**Task details**
Exclude the pictures and return every line exactly as written.

* start Records to use *

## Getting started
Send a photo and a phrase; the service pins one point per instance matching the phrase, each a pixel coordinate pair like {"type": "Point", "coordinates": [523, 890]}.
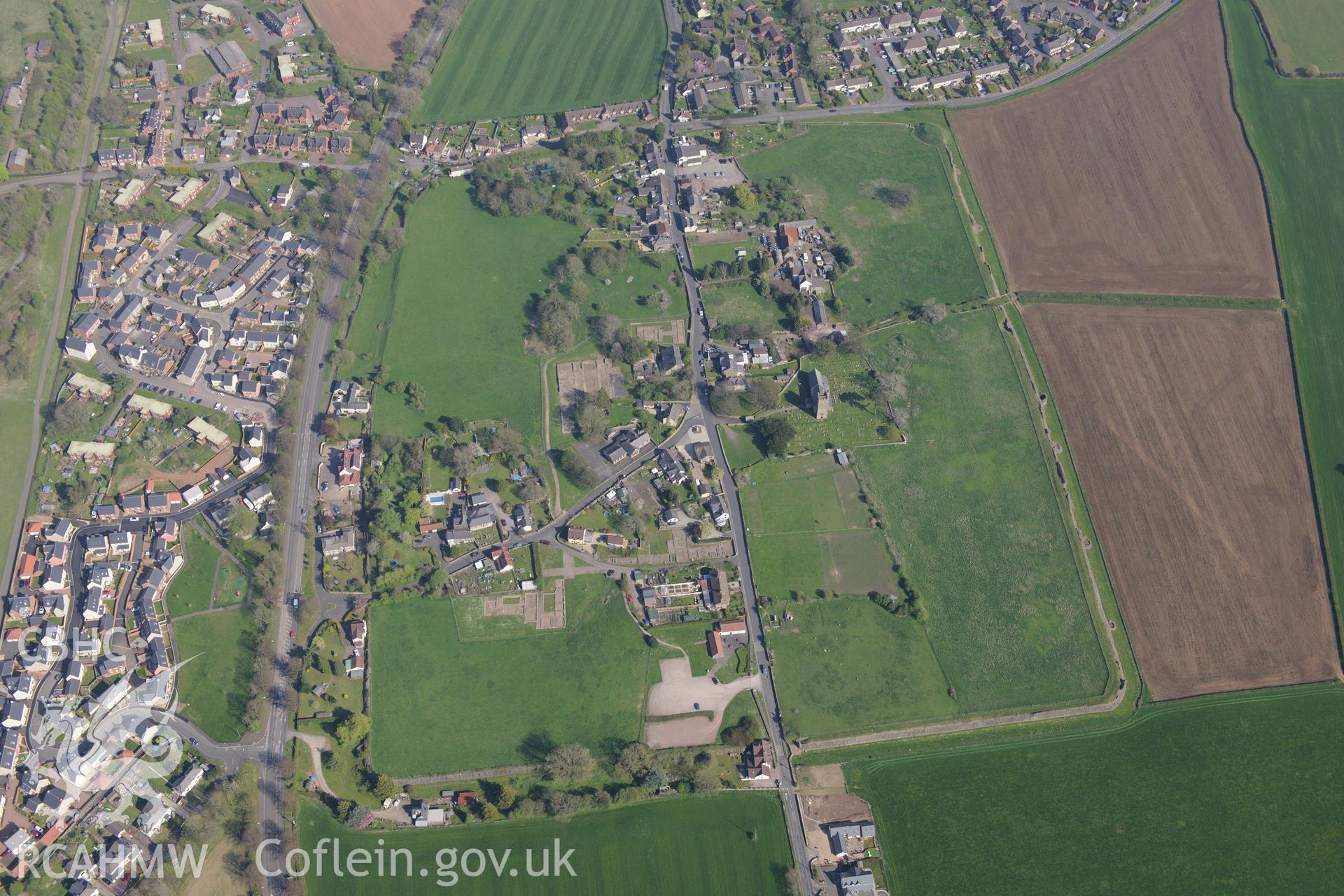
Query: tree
{"type": "Point", "coordinates": [354, 729]}
{"type": "Point", "coordinates": [570, 762]}
{"type": "Point", "coordinates": [438, 580]}
{"type": "Point", "coordinates": [505, 442]}
{"type": "Point", "coordinates": [895, 195]}
{"type": "Point", "coordinates": [384, 788]}
{"type": "Point", "coordinates": [108, 109]}
{"type": "Point", "coordinates": [565, 804]}
{"type": "Point", "coordinates": [554, 318]}
{"type": "Point", "coordinates": [743, 198]}
{"type": "Point", "coordinates": [652, 778]}
{"type": "Point", "coordinates": [460, 458]}
{"type": "Point", "coordinates": [774, 433]}
{"type": "Point", "coordinates": [577, 469]}
{"type": "Point", "coordinates": [889, 387]}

* end Records to use *

**Answer for the task**
## Getting started
Send a photo and a phrase; the service pins one point per instance matching the phrase, each a pixel coordinate pair like {"type": "Point", "coordinates": [523, 890]}.
Query: tree
{"type": "Point", "coordinates": [354, 729]}
{"type": "Point", "coordinates": [570, 762]}
{"type": "Point", "coordinates": [438, 580]}
{"type": "Point", "coordinates": [505, 442]}
{"type": "Point", "coordinates": [895, 195]}
{"type": "Point", "coordinates": [384, 788]}
{"type": "Point", "coordinates": [108, 109]}
{"type": "Point", "coordinates": [565, 804]}
{"type": "Point", "coordinates": [554, 318]}
{"type": "Point", "coordinates": [743, 198]}
{"type": "Point", "coordinates": [652, 778]}
{"type": "Point", "coordinates": [460, 458]}
{"type": "Point", "coordinates": [774, 433]}
{"type": "Point", "coordinates": [577, 469]}
{"type": "Point", "coordinates": [889, 387]}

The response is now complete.